**Document passage**

Speaking at the national NRA convention recently, Mitt Romney made a curious boast. "I am running for president because I have the experience and the vision to lead us in a different direction," he said. Later in the same speech, Romney added, "I am running for president because I have the experience and vision to get us out of this mess."

Of all the qualifications to emphasize, "experience" seems like an odd characteristic for Romney to brag about. Whether or not the presumptive Republican nominee offers a compelling "vision" remains to be seen -- at this point, he tends to stick to vague generalities, as part of a deliberate strategy -- but experience is a quantifiable quality.

And it doesn't appear to be Romney's strong point.

In fact, I counted up the years of experience in public office or active-duty military service for all of the recent major-party nominees, and discovered something interesting: Romney has less experience in public service than any modern presidential candidate. Here's a chart (click for a bigger version) I put together on the subject:

To clarify a few details that may not be obvious in the image, purple reflects active-duty military service; red reflects a role as a state executive (governor, lieutenant governor, or state attorney general); green reflects serving as a mayor; gray reflects serving in a state legislature; light blue reflects serving in the U.S. Congress; orange reflects serving in a presidential Cabinet or in a cabinet-level position (H.W. Bush led the CIA, for example); and dark blue reflects serving as either president or vice president.

Referring expression data

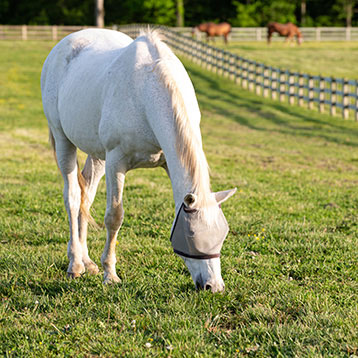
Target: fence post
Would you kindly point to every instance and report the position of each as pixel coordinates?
(300, 90)
(258, 74)
(266, 81)
(318, 34)
(251, 75)
(310, 92)
(244, 73)
(24, 32)
(258, 34)
(232, 67)
(238, 70)
(208, 59)
(348, 33)
(333, 97)
(282, 86)
(274, 84)
(356, 109)
(345, 111)
(291, 88)
(54, 33)
(321, 94)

**Instructions**
a - In the passage on Romney's experience, why does the writer call "experience" an odd quality for Romney to brag about? Answer in one to three sentences.
b - Carry on with the passage on Romney's experience, starting after its last sentence.
The referring expression data has nothing to do with the tasks here.

**Responses by task**
a - Unlike "vision," experience can be measured, and it doesn't appear to be Romney's strong point. The writer counted years in public office or active-duty military service for recent major-party nominees and found that Romney has less public-service experience than any modern presidential candidate.

b -
Also, for the purpose of this examination, I only counted experience that the candidates had at the time of their election. So with Barry Goldwater, for example, he'd been in the U.S. Senate for 12 years when he won the Republican presidential nomination in 1964, though after his defeat, he served additional terms in the chamber. Only the service at the time of the presidential race is included in this analysis.

And using this metric, Romney has only four years under his belt. He served one term as the governor of Massachusetts -- and that's it. This makes Romney the least experienced major-party presidential nominee since Republican Wendell Wilkie lost to FDR in 1940. If Romney wins, he'll be the least experienced president since Woodrow Wilson, who won exactly 100 years ago, despite only having been governor of New Jersey for two years before his national campaign.

It's worth pausing to consider whether this matters.


By my count, if elected, Romney would be the third least-experienced president in American history, trailing every chief executive except Wilson and Grover Cleveland, who was mayor of Buffalo for one year and the governor of New York for two years before getting elected president 128 years ago. Every other president had served more than four years in the military and/or public office at the time of their election.

For Romney, this may be considered a selling point. Though he hasn't really been pressed on his lack of experience thus far, it's easy to imagine the former one-term governor arguing that his limited resume, at least in public service, makes him an "outsider." Since voters have been conditioned to look askance at "professional politicians," Romney's limited governmental background may well be perceived as a plus.

That, however, raises the question of why politics is the only profession in which inexperience is something to brag about. When passengers get on airplane, do they think, "I really hope this pilot is a rookie"? When patients go the hospital, do they say to themselves, "I prefer to see physician who hasn't practiced medicine for very long"?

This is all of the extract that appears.